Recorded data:
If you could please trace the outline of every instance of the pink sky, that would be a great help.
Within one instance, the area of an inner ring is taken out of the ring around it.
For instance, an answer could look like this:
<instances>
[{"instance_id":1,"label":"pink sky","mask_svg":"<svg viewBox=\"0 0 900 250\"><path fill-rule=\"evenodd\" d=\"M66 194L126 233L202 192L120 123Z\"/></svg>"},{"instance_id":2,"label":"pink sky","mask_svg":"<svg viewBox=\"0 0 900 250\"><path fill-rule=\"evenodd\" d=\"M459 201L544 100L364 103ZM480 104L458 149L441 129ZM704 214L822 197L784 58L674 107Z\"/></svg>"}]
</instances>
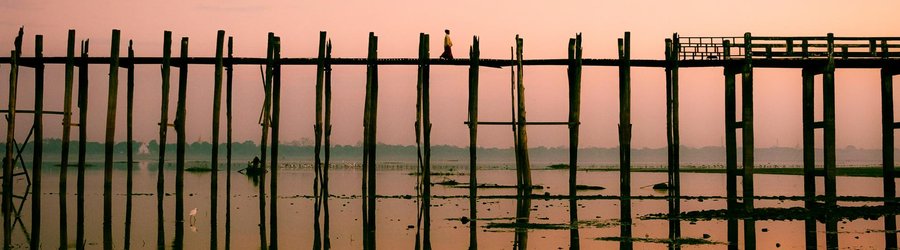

(TASK INSTRUCTIONS) From the line containing "For instance, an" to the last line of the entries, output every line exactly as written, but leave out the pictures.

(REPLY TO THE TASK)
For instance, an answer could look like this:
<instances>
[{"instance_id":1,"label":"pink sky","mask_svg":"<svg viewBox=\"0 0 900 250\"><path fill-rule=\"evenodd\" d=\"M66 194L126 233L202 192L120 123Z\"/></svg>"},{"instance_id":2,"label":"pink sky","mask_svg":"<svg viewBox=\"0 0 900 250\"><path fill-rule=\"evenodd\" d=\"M459 201L544 100L364 103ZM480 104L458 149L441 129ZM704 214L822 197L784 58L674 107Z\"/></svg>"}]
</instances>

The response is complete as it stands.